* START *

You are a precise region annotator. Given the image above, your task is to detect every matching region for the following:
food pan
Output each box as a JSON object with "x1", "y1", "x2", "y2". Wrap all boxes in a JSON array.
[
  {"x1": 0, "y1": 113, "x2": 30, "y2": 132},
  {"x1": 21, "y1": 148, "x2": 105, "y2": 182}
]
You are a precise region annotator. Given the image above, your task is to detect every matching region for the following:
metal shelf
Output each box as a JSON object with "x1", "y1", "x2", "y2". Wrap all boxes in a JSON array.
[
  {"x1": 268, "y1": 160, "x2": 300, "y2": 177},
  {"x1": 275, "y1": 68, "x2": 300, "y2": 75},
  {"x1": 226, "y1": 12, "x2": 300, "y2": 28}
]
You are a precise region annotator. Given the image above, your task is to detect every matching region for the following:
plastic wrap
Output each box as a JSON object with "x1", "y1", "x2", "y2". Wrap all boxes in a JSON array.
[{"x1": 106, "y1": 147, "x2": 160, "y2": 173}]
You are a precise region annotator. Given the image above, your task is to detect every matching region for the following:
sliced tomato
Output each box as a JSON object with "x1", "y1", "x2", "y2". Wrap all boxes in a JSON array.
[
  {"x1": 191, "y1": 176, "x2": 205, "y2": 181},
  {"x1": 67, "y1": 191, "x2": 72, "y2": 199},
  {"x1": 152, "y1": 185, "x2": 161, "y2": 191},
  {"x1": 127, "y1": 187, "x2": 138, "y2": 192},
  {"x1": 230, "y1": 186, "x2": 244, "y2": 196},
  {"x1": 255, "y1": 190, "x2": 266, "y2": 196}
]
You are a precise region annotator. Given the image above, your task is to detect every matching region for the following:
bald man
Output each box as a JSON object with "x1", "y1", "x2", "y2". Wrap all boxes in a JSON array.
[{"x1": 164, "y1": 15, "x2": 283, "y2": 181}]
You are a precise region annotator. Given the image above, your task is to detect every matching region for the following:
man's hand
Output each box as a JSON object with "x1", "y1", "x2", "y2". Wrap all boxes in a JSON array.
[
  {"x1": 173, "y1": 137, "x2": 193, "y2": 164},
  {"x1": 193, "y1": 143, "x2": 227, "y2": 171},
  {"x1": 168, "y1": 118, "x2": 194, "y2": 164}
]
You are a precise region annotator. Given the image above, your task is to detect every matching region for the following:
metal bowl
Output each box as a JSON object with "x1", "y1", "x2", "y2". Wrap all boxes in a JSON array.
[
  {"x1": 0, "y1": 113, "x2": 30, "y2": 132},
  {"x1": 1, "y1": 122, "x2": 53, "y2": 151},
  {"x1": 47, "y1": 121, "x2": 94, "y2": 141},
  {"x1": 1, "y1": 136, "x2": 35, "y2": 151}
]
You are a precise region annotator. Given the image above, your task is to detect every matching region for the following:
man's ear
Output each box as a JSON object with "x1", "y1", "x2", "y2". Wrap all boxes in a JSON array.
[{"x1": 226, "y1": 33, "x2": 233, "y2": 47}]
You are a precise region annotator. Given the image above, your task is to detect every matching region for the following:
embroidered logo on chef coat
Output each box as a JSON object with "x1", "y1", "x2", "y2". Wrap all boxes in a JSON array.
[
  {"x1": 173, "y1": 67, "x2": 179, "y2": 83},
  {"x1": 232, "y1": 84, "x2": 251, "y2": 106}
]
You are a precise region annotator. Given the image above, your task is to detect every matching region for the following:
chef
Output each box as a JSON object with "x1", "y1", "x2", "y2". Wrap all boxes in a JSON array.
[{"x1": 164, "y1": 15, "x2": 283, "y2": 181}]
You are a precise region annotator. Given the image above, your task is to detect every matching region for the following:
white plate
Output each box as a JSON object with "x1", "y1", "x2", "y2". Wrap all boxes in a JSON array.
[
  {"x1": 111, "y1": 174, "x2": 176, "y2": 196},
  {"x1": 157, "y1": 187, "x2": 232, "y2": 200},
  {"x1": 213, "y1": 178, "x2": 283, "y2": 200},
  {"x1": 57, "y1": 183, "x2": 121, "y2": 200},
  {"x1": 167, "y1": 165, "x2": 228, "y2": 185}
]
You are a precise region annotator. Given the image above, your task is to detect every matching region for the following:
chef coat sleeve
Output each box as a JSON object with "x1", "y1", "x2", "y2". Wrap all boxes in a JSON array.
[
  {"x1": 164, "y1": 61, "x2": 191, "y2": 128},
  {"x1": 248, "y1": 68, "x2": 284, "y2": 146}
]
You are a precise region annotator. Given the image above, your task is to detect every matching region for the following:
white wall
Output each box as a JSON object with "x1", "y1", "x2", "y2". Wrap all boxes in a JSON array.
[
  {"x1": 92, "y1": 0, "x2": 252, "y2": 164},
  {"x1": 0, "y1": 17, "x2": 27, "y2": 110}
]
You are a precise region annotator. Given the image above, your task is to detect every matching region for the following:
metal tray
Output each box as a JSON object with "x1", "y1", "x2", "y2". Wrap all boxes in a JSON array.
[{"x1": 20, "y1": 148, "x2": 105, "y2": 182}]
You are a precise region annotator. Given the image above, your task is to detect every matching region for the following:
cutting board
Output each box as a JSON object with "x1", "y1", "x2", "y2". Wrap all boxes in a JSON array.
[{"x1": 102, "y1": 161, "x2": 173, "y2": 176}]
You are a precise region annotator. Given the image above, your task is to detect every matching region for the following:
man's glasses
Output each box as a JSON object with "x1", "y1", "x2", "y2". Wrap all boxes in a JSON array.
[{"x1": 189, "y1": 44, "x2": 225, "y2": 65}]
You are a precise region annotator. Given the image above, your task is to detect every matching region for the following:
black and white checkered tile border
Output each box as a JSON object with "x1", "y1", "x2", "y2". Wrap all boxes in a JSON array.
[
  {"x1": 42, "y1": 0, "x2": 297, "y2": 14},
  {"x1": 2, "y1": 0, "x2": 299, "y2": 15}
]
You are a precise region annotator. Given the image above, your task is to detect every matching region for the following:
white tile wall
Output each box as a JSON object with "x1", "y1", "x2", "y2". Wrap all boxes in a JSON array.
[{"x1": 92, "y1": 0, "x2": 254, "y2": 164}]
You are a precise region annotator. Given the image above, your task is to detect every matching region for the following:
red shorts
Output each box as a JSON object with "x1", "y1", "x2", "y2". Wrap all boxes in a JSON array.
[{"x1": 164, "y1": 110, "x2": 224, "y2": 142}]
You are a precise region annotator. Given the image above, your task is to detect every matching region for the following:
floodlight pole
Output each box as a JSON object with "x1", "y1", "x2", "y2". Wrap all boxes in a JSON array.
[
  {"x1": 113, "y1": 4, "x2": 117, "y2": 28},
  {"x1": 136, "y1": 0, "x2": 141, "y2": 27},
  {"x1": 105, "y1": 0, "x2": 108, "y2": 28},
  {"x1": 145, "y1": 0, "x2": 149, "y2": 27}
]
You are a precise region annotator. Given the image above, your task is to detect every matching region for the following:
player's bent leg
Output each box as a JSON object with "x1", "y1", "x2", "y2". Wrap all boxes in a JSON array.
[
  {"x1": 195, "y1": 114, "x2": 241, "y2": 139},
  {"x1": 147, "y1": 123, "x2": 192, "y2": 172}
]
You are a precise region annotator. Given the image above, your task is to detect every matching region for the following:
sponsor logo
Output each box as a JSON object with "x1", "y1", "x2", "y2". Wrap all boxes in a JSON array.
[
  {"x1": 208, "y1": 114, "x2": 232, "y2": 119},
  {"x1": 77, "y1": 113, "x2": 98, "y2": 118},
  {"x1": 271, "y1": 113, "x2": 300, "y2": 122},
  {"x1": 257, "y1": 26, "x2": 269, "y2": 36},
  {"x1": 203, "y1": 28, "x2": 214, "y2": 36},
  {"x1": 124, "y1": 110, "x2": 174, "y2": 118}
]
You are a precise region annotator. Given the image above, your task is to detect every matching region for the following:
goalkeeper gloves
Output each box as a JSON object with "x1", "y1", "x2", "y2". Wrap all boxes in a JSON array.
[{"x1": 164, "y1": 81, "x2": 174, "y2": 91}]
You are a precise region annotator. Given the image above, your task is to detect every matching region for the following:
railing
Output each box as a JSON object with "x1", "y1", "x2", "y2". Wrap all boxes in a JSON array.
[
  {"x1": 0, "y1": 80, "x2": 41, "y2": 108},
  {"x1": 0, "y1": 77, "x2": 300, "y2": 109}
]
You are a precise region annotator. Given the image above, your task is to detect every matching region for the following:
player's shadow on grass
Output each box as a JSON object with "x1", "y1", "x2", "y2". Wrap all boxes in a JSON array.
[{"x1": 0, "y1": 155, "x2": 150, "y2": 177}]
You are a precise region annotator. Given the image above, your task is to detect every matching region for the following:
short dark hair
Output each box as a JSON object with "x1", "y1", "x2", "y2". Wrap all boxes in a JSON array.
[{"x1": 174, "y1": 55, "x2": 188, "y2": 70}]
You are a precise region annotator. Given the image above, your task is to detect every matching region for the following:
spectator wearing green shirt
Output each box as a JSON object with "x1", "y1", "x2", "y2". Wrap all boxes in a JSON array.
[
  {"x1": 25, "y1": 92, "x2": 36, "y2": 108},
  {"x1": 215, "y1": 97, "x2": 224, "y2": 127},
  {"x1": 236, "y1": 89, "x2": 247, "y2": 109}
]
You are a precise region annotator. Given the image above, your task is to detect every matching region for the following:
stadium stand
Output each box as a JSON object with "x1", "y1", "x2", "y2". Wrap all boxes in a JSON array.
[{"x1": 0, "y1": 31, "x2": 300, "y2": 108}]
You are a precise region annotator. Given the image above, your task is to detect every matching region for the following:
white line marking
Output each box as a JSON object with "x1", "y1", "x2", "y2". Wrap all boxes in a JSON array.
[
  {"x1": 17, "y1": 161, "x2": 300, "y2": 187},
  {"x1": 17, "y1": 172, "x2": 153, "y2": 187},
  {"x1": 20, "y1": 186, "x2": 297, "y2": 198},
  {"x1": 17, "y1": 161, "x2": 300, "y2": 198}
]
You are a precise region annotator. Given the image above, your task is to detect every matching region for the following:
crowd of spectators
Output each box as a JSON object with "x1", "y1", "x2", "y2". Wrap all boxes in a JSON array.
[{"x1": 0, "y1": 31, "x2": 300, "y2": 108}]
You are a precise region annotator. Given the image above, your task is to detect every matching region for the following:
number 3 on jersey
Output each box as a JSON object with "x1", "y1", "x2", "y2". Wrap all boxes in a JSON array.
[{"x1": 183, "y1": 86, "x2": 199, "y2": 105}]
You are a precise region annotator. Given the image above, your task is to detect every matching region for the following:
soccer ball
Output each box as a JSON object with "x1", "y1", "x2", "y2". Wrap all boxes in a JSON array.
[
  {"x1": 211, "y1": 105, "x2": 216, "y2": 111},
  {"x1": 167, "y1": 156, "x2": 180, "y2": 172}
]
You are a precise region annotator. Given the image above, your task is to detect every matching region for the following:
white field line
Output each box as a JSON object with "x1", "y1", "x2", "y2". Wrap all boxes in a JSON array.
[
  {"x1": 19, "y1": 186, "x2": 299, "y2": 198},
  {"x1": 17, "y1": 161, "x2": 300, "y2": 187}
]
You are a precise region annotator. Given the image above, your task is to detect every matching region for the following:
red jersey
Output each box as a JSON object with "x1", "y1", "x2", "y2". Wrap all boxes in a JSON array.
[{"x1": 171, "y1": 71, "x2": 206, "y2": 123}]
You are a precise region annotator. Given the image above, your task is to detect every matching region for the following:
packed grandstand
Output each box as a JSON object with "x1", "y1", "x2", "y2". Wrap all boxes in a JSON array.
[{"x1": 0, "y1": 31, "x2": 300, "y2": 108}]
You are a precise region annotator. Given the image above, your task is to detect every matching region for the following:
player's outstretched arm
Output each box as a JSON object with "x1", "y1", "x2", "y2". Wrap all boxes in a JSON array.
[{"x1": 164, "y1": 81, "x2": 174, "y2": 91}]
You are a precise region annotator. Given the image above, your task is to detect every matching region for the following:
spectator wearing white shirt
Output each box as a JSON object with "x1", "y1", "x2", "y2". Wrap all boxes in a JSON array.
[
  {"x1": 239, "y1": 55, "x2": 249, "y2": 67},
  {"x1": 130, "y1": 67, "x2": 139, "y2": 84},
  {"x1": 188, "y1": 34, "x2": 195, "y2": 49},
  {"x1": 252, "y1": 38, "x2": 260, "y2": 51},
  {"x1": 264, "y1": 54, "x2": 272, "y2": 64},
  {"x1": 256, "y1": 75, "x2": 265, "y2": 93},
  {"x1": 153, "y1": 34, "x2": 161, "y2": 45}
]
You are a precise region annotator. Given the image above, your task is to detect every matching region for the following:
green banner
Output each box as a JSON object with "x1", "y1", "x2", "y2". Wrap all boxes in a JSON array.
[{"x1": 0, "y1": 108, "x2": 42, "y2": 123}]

* END *

### Written instruction
From the material above, copy out every line that contains the string "player". Case counts.

### Reply to the task
player's bent leg
player's shadow on grass
player's outstretched arm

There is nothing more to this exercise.